==== Data for this task

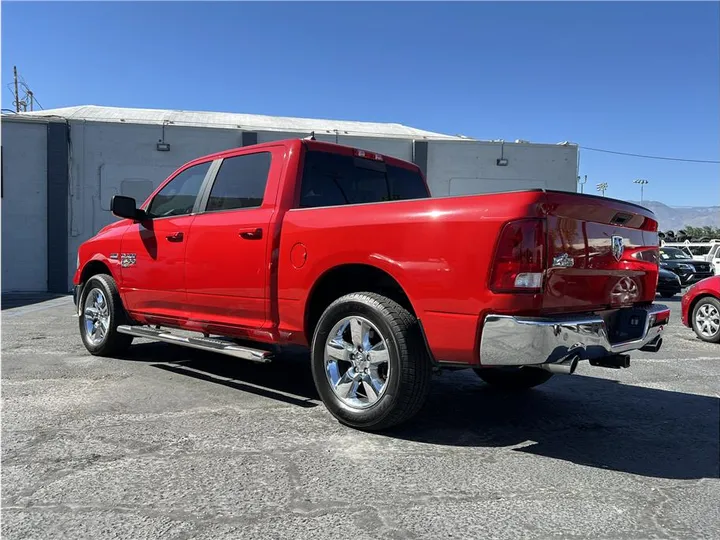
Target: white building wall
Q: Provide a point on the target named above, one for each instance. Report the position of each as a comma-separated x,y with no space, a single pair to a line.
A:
470,167
24,206
116,158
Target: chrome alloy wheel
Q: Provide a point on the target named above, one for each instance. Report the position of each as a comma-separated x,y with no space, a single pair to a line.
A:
357,362
707,320
97,316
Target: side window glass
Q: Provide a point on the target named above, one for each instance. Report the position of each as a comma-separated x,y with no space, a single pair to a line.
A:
177,198
240,182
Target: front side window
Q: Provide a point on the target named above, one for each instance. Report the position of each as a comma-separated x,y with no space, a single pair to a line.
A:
177,198
240,182
334,179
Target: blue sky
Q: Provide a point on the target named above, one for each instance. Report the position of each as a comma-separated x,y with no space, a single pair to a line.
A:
633,77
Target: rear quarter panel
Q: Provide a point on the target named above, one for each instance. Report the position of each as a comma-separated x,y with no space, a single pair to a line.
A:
439,250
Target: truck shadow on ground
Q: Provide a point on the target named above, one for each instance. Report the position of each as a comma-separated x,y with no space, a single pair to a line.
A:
583,420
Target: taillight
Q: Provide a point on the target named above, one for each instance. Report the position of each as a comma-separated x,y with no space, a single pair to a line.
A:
519,258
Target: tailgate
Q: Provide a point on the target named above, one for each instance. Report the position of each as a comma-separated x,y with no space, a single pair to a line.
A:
601,253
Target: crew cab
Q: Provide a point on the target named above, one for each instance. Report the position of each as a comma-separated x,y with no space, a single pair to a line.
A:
343,251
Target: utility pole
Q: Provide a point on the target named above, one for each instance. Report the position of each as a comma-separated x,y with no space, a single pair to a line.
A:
582,183
17,95
642,186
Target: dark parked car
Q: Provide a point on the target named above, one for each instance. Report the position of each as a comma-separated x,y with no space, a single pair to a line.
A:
668,283
688,269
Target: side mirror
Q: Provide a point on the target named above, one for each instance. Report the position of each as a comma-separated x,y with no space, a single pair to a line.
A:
125,207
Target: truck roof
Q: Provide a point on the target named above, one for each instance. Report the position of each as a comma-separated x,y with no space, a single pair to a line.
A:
311,144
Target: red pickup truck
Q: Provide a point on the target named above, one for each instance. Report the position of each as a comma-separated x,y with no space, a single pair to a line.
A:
343,251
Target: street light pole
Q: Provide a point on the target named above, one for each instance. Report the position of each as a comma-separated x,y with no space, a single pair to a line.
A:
642,186
582,183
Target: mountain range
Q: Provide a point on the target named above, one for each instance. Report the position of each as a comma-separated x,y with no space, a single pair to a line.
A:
675,218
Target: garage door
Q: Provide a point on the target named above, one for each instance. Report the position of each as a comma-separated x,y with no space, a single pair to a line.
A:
24,203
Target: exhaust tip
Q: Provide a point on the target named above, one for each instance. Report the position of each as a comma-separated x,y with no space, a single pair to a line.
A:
653,346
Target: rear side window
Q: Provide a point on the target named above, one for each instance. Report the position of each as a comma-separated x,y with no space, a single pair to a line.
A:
333,179
240,182
177,198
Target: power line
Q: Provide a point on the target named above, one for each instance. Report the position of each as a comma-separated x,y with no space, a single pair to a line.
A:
650,157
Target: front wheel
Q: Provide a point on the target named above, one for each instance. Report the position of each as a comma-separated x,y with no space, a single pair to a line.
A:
514,378
706,320
101,312
369,362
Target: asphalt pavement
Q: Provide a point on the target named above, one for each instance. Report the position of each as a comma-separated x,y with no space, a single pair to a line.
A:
176,444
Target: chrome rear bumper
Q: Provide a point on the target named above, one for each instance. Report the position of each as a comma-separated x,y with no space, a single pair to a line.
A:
562,339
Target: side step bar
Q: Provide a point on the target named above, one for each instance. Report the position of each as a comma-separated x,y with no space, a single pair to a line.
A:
205,344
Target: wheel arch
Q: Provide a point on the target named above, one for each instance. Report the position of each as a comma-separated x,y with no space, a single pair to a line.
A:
695,302
345,279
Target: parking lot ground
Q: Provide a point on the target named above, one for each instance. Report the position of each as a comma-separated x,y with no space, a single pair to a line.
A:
169,443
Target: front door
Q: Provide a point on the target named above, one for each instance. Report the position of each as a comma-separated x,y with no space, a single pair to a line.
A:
153,252
228,251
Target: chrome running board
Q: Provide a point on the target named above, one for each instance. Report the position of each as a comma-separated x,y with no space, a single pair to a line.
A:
221,346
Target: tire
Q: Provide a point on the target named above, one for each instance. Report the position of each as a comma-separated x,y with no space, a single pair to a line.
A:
514,379
373,389
100,290
706,319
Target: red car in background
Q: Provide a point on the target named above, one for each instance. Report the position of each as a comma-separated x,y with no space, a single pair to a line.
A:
701,309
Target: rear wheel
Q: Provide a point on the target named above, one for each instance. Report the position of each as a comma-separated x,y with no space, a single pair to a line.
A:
706,320
101,312
369,362
513,378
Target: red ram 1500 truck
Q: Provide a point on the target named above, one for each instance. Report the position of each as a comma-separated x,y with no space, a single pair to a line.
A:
306,243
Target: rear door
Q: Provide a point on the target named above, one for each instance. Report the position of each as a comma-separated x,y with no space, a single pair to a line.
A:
602,253
153,252
228,255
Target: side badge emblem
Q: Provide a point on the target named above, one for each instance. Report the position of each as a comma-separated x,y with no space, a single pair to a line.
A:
127,259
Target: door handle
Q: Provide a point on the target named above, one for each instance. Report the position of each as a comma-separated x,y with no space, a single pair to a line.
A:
175,237
251,233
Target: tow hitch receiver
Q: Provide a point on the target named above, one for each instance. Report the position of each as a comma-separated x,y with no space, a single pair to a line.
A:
614,361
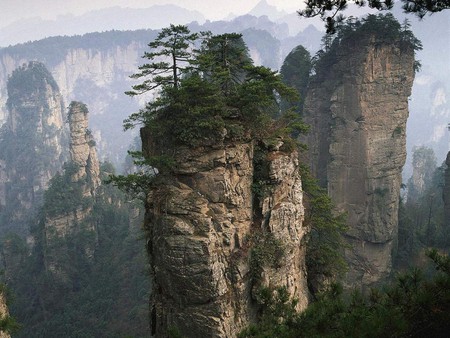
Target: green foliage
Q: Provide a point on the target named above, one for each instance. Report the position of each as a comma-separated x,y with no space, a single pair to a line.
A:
9,324
266,251
412,307
385,29
325,242
422,223
277,315
330,11
218,96
174,45
99,275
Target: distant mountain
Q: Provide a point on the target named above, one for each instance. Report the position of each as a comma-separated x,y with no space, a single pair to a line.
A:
263,8
113,18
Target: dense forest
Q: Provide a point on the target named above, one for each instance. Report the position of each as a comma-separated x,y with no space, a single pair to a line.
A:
94,282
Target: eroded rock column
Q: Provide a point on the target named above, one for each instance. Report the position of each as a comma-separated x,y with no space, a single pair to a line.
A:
358,114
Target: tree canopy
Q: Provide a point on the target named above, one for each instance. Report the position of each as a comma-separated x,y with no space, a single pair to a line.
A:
331,10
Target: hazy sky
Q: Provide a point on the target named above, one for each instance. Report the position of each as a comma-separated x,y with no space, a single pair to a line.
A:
12,10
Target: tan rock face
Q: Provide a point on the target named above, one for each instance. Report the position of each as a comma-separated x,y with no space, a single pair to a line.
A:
32,139
200,225
82,147
283,216
358,116
3,313
87,175
447,192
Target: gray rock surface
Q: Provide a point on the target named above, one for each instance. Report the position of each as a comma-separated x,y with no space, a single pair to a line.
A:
200,227
358,116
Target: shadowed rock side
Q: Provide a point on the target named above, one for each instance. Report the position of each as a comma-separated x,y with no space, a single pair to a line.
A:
447,193
358,114
31,143
4,312
201,226
82,148
84,171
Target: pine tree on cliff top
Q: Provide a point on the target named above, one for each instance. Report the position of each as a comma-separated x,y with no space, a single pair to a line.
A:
330,10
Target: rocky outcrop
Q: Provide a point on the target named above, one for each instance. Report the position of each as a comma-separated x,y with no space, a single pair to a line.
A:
32,142
92,71
4,312
357,106
82,148
203,229
81,179
446,193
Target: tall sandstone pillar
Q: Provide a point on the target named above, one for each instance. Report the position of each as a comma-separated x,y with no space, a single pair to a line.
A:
357,107
202,225
446,194
32,144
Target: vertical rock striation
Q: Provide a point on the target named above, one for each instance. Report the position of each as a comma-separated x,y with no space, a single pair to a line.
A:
357,107
446,193
31,142
4,313
82,148
202,224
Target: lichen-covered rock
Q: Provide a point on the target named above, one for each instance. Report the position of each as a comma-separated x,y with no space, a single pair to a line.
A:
4,312
82,148
358,114
201,223
283,214
32,142
446,193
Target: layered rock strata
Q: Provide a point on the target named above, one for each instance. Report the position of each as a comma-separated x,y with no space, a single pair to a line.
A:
82,148
4,312
31,142
357,110
446,193
202,226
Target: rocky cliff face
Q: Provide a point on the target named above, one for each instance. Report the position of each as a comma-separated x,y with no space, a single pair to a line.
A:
446,194
203,229
4,312
32,141
357,108
81,179
91,71
82,148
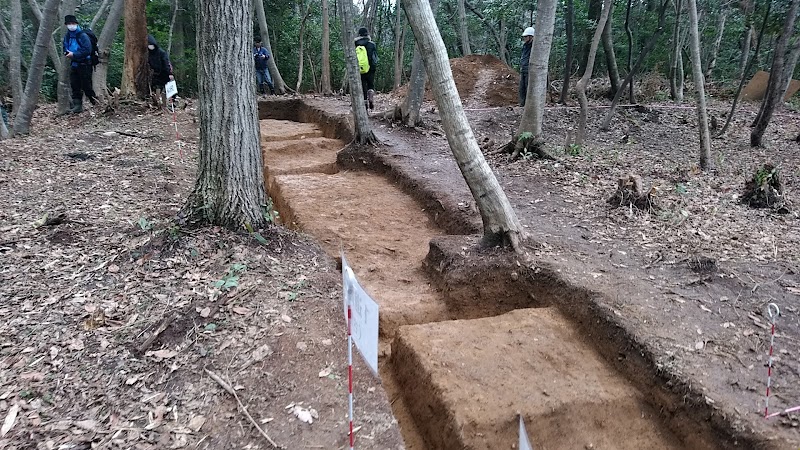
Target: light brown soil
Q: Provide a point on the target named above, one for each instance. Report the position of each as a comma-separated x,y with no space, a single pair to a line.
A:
468,380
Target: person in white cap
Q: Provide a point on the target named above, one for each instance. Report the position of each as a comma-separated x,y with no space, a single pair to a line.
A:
524,62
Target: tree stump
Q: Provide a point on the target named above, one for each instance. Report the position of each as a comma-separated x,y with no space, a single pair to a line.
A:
630,192
765,190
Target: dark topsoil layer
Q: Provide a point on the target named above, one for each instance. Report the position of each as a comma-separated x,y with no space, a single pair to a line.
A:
695,341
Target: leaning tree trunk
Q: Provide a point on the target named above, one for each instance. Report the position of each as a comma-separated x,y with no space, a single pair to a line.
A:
536,97
712,55
135,73
608,50
325,77
463,30
399,41
229,190
706,163
300,48
277,79
500,223
104,42
363,132
587,74
15,58
676,57
775,86
570,29
629,78
750,61
24,109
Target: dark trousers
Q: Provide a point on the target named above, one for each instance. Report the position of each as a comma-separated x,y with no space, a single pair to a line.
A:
80,80
368,81
523,86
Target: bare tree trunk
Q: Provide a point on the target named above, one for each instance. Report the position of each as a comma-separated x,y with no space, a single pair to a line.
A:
775,87
500,223
645,51
706,162
463,30
15,57
533,115
570,29
277,79
100,11
629,33
325,77
363,128
587,74
676,57
747,68
608,50
104,41
712,56
399,40
229,190
24,109
136,73
300,47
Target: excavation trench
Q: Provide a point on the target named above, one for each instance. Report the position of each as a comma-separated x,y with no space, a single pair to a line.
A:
467,343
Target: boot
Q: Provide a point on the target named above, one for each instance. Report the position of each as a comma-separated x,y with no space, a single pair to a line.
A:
77,106
371,98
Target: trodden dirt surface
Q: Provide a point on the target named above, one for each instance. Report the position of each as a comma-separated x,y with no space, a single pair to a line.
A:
83,293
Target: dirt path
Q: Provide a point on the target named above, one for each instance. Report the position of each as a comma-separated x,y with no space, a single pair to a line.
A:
445,373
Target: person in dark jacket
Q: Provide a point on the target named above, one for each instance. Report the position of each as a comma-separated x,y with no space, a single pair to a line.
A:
160,70
78,48
261,56
368,79
524,64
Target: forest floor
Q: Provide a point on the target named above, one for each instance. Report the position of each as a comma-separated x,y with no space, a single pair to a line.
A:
91,267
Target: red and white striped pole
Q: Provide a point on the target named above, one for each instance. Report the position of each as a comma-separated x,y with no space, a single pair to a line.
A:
774,312
350,373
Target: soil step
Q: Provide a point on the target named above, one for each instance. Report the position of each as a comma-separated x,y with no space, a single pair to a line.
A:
464,382
286,130
384,232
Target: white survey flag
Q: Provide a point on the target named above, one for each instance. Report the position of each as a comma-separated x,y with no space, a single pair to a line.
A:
364,320
524,443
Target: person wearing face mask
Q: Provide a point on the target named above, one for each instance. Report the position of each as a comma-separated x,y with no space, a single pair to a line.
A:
78,48
161,70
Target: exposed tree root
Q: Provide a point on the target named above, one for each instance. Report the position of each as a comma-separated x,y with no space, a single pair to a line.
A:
630,193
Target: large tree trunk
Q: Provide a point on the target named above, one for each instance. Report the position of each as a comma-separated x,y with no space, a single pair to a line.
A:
229,190
570,29
300,47
325,77
500,224
363,131
706,163
533,115
676,58
747,68
277,79
104,41
135,73
608,50
463,30
399,41
775,86
629,33
587,74
712,55
645,51
24,109
15,58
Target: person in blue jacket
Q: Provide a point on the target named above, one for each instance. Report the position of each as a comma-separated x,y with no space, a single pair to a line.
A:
78,48
261,55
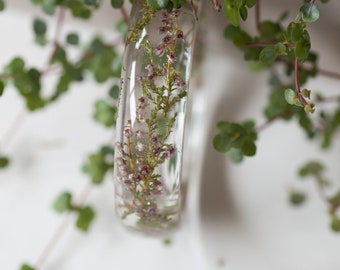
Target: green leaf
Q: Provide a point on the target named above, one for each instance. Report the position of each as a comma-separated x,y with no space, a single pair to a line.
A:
2,87
236,155
231,12
98,164
268,55
269,30
313,168
39,28
63,203
4,162
91,2
302,47
295,31
72,39
117,3
157,4
26,267
2,5
297,198
291,97
105,113
309,108
85,218
309,12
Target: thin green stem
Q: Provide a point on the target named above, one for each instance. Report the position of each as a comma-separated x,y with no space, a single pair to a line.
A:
61,229
297,84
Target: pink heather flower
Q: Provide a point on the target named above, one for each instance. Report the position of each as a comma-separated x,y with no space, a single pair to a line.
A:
128,132
172,57
140,133
155,139
149,67
179,35
163,29
164,14
175,12
120,161
119,148
169,152
167,39
179,82
159,50
156,150
140,147
144,170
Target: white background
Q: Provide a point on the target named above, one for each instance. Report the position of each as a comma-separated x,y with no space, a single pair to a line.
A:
237,217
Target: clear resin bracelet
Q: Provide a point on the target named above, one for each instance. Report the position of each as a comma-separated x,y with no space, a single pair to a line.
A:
151,118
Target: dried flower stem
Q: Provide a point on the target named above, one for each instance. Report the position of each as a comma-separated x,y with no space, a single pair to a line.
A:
61,229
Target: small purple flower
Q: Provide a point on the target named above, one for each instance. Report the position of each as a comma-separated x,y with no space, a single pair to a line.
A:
150,67
140,147
169,152
138,178
180,35
128,132
164,14
159,50
156,150
119,148
172,57
167,39
144,169
120,161
155,139
140,133
175,12
163,29
179,82
123,170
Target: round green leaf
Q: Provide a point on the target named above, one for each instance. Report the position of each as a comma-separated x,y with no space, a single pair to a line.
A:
39,27
157,4
63,203
117,3
236,155
85,217
291,97
249,148
296,198
309,12
268,55
72,39
231,13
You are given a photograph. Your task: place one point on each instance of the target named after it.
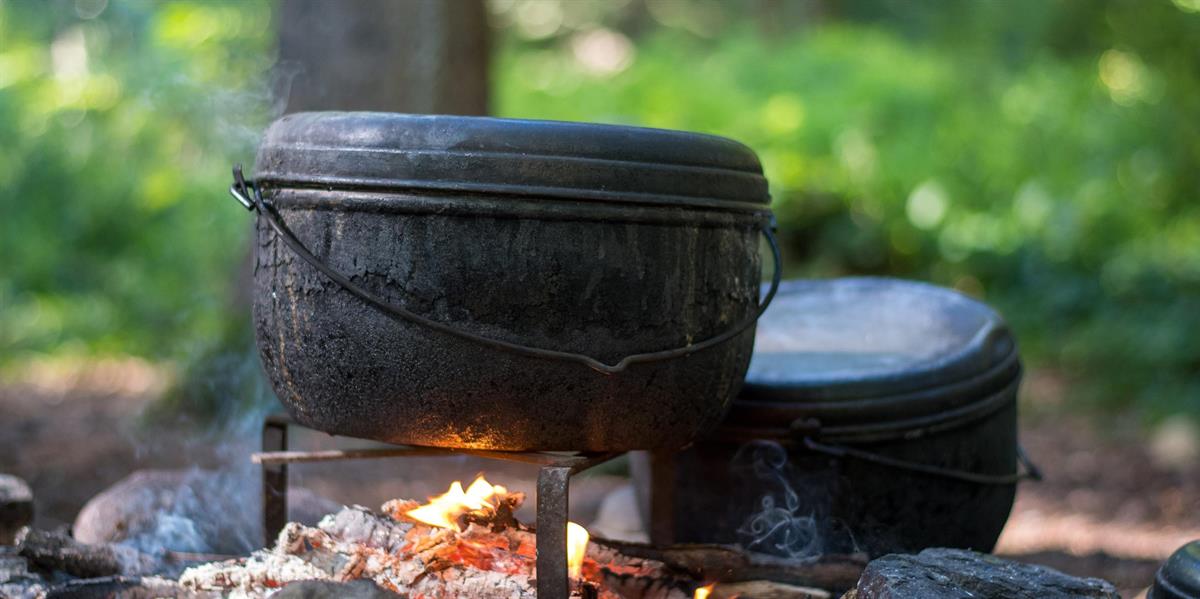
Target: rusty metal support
(663, 485)
(553, 497)
(275, 479)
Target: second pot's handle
(251, 197)
(1029, 469)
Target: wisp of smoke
(781, 523)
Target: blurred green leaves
(1042, 155)
(118, 124)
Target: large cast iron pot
(504, 283)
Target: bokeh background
(1039, 155)
(1043, 156)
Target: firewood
(766, 589)
(733, 564)
(58, 551)
(492, 557)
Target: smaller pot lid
(851, 339)
(529, 159)
(1180, 575)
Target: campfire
(462, 543)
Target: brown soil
(1107, 508)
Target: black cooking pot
(877, 415)
(504, 283)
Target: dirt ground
(1109, 507)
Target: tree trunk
(394, 55)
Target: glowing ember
(576, 547)
(443, 510)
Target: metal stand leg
(663, 485)
(553, 490)
(275, 480)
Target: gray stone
(16, 507)
(958, 574)
(195, 510)
(329, 589)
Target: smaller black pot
(1180, 576)
(879, 415)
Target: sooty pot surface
(552, 235)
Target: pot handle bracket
(249, 195)
(1029, 471)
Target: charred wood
(58, 551)
(732, 564)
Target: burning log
(466, 543)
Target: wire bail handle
(249, 195)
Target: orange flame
(576, 547)
(443, 510)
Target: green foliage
(117, 133)
(1042, 155)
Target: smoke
(784, 523)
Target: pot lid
(852, 339)
(509, 156)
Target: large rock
(16, 507)
(958, 574)
(195, 510)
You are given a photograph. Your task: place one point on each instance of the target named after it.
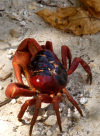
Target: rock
(69, 113)
(17, 3)
(13, 101)
(15, 32)
(5, 67)
(36, 133)
(1, 87)
(23, 23)
(51, 120)
(49, 133)
(83, 100)
(32, 6)
(44, 105)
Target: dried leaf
(93, 6)
(70, 19)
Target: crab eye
(38, 80)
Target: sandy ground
(22, 22)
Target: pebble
(45, 115)
(69, 112)
(83, 100)
(15, 33)
(44, 105)
(10, 51)
(23, 23)
(1, 87)
(35, 133)
(49, 133)
(41, 5)
(13, 101)
(51, 120)
(39, 117)
(9, 56)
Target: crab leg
(65, 53)
(48, 46)
(40, 98)
(15, 90)
(24, 107)
(55, 101)
(75, 64)
(70, 98)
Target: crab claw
(27, 49)
(15, 90)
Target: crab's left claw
(15, 90)
(27, 49)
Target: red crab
(46, 77)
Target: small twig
(70, 2)
(5, 102)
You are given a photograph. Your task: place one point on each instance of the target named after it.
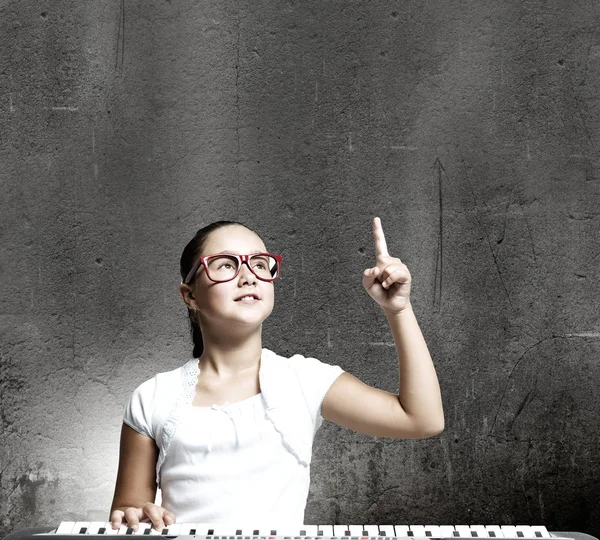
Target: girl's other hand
(150, 512)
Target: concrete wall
(471, 128)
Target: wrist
(406, 311)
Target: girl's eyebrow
(234, 253)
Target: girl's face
(216, 302)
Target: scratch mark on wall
(584, 334)
(437, 280)
(500, 403)
(483, 228)
(120, 55)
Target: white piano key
(224, 530)
(80, 525)
(446, 531)
(496, 530)
(464, 531)
(185, 528)
(480, 530)
(65, 527)
(142, 528)
(311, 530)
(340, 530)
(327, 530)
(355, 530)
(525, 531)
(173, 529)
(388, 530)
(509, 531)
(95, 526)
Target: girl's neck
(231, 359)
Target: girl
(228, 436)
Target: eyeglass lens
(225, 267)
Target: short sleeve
(315, 378)
(138, 411)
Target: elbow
(429, 430)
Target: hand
(157, 515)
(388, 282)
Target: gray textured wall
(471, 128)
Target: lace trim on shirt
(189, 381)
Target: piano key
(464, 531)
(340, 530)
(446, 531)
(356, 530)
(525, 531)
(65, 527)
(325, 530)
(372, 530)
(494, 531)
(94, 526)
(388, 531)
(509, 531)
(480, 530)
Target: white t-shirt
(228, 463)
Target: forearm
(419, 390)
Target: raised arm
(416, 411)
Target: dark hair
(189, 257)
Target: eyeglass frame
(241, 260)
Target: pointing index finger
(380, 244)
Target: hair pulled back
(189, 257)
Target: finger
(155, 515)
(133, 517)
(116, 518)
(370, 276)
(391, 278)
(380, 244)
(169, 517)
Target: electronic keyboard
(99, 530)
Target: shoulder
(165, 382)
(303, 367)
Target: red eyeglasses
(226, 266)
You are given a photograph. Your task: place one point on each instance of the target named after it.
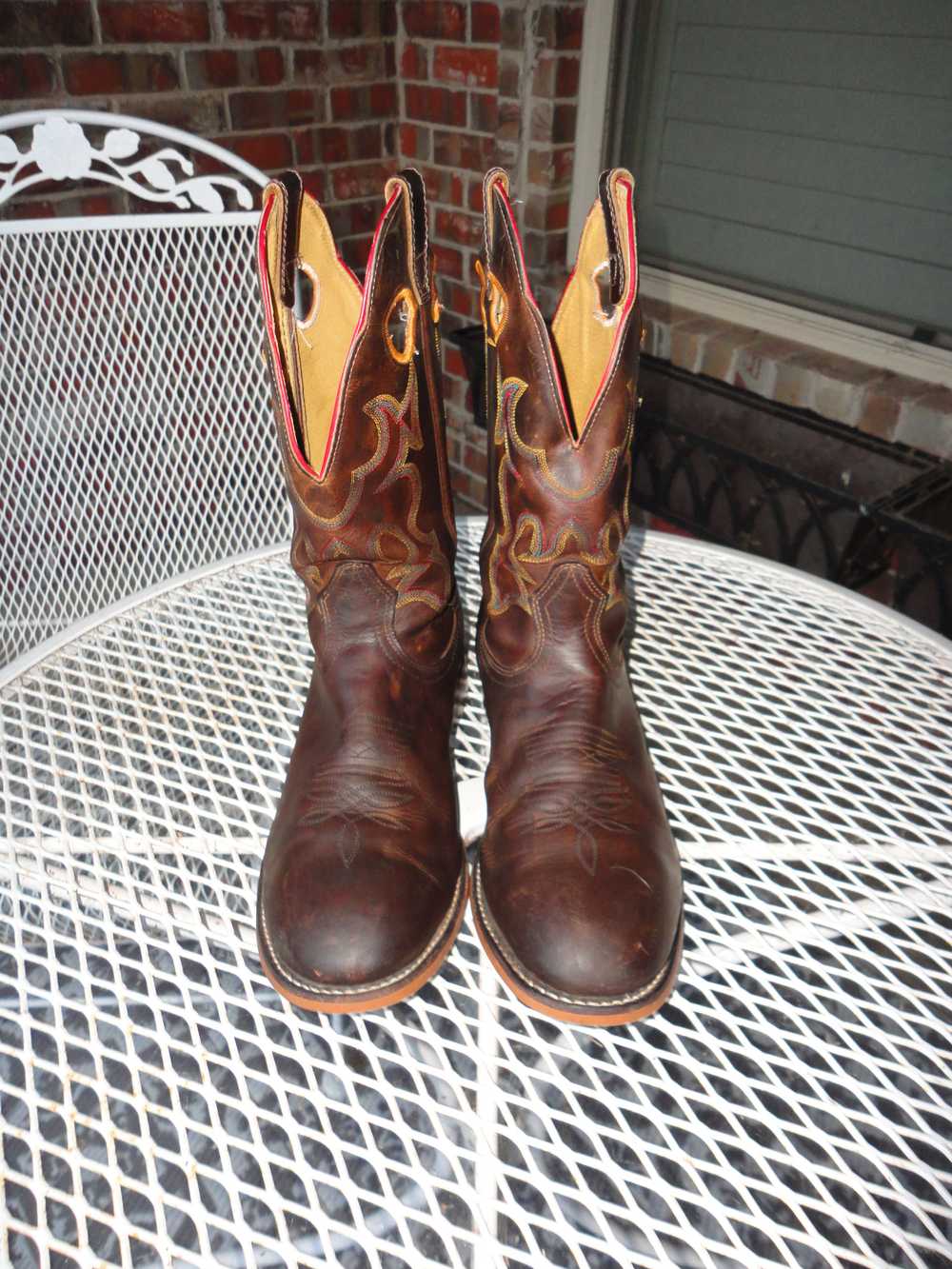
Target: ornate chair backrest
(136, 442)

========

#### [Exercise]
Filter the data for the string "blue" and copy every line that has it.

#### [Result of this exercise]
Target: blue sky
Target: person in blue jacket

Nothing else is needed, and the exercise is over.